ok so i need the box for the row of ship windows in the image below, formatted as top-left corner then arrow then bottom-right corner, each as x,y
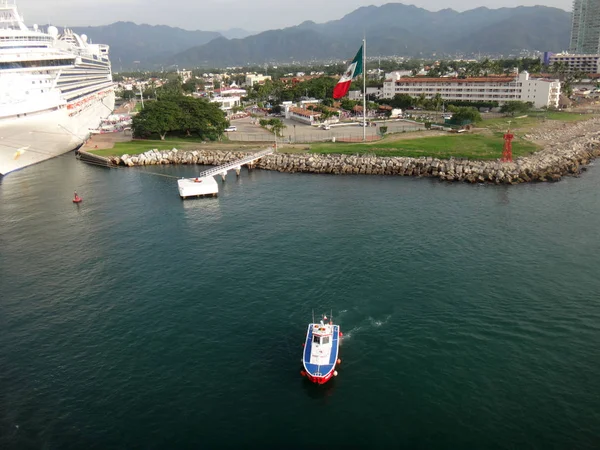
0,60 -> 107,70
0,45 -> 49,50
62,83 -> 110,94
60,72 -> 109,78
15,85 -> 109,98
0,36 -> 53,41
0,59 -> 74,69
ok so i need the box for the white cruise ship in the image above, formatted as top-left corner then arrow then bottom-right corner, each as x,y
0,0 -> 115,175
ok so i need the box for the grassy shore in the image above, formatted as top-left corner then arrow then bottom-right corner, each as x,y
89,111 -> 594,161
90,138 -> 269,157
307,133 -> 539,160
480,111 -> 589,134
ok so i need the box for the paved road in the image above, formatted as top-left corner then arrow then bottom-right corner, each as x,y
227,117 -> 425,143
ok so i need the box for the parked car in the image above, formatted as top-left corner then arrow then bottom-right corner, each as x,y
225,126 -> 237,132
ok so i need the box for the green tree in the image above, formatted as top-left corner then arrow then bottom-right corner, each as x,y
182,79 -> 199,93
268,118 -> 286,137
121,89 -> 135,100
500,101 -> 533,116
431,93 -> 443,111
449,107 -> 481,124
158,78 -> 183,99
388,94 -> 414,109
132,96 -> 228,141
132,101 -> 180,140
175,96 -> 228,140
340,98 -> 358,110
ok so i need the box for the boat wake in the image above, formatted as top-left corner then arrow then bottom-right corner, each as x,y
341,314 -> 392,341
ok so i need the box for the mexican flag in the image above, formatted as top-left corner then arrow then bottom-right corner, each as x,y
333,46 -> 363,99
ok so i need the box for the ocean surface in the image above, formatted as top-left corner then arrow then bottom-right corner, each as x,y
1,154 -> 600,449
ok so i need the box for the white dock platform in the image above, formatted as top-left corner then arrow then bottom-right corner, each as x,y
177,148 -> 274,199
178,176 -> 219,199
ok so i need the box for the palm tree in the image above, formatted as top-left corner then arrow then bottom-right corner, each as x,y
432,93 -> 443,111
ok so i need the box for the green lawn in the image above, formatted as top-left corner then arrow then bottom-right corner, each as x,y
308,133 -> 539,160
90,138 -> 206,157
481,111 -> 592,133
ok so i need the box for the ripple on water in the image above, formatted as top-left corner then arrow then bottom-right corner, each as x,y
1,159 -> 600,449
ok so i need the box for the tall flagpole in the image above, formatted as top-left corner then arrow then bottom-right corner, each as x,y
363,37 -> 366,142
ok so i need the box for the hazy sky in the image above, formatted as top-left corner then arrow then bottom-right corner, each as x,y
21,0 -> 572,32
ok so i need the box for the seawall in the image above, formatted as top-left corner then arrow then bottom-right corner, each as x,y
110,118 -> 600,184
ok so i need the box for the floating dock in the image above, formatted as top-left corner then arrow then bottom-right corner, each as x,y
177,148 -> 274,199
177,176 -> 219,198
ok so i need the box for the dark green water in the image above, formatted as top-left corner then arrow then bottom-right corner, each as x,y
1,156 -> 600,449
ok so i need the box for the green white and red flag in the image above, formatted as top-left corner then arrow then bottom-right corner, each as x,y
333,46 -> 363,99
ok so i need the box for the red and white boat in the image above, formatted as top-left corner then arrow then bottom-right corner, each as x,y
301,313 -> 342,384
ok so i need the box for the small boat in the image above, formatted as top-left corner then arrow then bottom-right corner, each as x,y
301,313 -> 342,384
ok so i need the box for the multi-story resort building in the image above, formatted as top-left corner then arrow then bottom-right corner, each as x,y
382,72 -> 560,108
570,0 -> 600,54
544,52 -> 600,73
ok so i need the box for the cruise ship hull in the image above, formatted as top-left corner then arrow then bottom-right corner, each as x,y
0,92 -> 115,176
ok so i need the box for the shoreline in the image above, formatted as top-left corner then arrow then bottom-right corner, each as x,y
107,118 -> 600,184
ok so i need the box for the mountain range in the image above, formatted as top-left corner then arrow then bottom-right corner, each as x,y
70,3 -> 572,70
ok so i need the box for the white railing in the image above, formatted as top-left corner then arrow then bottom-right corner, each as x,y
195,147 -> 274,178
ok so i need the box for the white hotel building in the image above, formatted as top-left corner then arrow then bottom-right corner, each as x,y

...

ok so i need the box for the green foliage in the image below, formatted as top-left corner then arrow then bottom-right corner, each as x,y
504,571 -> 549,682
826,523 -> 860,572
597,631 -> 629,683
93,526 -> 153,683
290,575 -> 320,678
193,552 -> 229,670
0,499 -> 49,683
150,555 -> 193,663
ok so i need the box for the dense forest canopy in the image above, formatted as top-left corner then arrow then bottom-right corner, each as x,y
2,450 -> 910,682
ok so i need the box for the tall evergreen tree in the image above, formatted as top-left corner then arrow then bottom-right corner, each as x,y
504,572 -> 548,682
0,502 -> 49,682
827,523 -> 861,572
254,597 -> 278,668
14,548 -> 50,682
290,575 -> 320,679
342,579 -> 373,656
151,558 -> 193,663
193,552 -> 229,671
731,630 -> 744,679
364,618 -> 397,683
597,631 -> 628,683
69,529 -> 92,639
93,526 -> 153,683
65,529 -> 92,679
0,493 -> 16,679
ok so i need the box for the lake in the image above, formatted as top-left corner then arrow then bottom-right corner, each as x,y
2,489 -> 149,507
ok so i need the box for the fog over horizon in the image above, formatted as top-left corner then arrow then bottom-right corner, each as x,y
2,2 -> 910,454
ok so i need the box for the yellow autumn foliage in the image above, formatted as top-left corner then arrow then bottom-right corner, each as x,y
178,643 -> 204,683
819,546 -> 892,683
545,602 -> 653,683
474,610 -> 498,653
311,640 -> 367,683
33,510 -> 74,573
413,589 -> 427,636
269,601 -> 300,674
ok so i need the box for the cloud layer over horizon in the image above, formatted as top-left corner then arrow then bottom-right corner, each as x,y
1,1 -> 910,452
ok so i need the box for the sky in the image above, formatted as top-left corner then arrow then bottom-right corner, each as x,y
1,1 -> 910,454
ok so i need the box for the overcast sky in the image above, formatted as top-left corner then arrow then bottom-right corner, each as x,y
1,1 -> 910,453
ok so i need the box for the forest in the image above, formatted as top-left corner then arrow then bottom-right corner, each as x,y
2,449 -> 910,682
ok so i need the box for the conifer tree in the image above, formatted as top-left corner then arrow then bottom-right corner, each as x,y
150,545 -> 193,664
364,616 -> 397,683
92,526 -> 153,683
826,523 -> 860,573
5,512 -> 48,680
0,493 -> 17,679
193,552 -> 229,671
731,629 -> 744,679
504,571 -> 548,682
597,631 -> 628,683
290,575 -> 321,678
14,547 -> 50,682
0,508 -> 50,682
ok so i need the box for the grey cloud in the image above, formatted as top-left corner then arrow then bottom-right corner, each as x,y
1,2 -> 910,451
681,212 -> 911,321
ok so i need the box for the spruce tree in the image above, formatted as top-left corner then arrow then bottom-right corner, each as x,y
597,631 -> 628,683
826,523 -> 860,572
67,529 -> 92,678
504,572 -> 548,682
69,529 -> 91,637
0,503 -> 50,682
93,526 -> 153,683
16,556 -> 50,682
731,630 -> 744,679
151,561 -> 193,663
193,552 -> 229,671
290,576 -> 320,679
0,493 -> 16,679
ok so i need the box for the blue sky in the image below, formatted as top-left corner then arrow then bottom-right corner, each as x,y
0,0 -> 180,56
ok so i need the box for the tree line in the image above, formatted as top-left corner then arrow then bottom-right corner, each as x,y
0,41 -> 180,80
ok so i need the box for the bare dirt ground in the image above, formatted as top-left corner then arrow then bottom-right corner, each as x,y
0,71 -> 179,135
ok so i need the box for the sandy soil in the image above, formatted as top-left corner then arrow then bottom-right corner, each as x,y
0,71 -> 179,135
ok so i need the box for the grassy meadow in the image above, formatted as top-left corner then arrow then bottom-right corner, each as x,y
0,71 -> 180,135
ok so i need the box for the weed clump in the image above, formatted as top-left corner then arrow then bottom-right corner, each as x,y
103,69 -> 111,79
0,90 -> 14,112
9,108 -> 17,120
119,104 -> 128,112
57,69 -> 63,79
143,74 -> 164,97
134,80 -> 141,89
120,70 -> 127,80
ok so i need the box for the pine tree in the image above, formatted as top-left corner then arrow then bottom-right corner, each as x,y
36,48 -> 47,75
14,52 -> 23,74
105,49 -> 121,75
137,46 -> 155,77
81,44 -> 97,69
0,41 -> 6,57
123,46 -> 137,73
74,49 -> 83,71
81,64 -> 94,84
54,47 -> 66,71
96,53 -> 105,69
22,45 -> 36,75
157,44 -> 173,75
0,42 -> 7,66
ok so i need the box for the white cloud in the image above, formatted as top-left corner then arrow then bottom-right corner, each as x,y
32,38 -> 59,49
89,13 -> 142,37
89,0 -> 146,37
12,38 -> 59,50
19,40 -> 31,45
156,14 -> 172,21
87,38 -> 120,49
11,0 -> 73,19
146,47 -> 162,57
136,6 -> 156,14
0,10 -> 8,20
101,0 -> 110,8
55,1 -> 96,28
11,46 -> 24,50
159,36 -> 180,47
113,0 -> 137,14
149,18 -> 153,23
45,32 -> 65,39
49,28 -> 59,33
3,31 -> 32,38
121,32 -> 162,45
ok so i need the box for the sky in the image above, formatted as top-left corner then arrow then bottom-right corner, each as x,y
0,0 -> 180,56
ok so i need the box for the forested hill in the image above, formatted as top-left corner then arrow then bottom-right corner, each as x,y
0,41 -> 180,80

...

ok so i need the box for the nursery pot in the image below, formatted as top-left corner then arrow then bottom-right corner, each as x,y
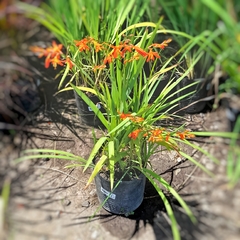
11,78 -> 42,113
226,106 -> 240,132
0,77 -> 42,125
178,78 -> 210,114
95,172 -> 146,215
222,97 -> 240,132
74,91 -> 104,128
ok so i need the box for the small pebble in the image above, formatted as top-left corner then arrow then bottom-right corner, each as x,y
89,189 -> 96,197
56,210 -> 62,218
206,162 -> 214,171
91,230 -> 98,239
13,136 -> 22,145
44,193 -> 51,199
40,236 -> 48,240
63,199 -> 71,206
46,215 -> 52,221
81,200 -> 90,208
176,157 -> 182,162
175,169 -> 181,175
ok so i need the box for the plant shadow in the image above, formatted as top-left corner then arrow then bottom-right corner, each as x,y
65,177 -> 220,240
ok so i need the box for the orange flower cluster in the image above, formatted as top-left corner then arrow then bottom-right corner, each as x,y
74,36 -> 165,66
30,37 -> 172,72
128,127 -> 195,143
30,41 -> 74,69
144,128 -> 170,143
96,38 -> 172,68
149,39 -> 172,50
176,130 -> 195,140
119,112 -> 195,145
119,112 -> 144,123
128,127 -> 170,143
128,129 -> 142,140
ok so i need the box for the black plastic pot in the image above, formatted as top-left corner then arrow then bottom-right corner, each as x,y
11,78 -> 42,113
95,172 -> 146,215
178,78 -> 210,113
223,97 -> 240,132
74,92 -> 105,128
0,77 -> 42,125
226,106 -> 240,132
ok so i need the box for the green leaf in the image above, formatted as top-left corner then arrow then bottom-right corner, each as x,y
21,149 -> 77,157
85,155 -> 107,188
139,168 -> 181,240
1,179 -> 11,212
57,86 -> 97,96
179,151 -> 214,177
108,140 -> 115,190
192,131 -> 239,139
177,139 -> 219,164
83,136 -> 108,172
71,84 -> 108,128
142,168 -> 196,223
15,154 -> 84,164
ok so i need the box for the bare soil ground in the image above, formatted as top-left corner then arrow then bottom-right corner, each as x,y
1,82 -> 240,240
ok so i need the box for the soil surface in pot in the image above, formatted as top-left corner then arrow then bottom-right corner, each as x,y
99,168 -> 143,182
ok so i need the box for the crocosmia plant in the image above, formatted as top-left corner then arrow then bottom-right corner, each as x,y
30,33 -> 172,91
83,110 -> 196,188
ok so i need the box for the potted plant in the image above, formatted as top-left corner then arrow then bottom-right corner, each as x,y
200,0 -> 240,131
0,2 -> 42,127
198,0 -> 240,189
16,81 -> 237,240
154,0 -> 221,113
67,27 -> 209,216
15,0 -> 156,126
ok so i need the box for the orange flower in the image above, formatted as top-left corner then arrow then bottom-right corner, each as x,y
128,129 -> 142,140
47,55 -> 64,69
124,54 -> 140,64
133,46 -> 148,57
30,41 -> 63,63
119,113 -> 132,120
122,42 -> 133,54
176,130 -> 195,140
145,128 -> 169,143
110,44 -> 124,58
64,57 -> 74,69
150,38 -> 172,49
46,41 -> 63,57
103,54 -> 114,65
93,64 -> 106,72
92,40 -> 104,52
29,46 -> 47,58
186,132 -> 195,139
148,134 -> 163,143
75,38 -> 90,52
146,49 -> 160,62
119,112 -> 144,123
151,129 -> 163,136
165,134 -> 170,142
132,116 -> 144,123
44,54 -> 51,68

EXERCISE REQUIREMENTS ::
A verbatim transcription is needed of the lines above, starting at the line with "ok so i need the box for the small boat" and ending at the line with "ok so i need the box for the white hotel", both included, and of nothing else.

FINISHED EXERCISE ::
ok so i need the box for the small boat in the image above, formatted as top-left corner then arrow then bottom-right corner, each as x,y
301,313 -> 342,384
ok so i need the box for the multi-story resort building in the image above, formatted as top-left corner then arrow then bottom-right corner, each as x,y
382,72 -> 560,108
570,0 -> 600,54
544,52 -> 600,73
ok so i need the box for the cruise ship hull in the image above, formatted as top-left corner then arrow then bottom-right corner, each as x,y
0,92 -> 115,176
ok so i need the box for the shoreline in the image above, formatted as top-left corner then arrow then bottom-right corner, each as x,y
107,118 -> 600,184
ok so i need the box for the mountain range in the image above, formatted as top-left corner then arrow then bottom-right corner, each as x,y
70,3 -> 572,70
ok so i need the box for the white railing in the image above, formatted as top-left corner then arrow then bottom-right corner, each as x,y
195,147 -> 274,178
ok so i need the box for the white hotel building in the image above, formatted as top-left corner then arrow then bottom-right corner, each as x,y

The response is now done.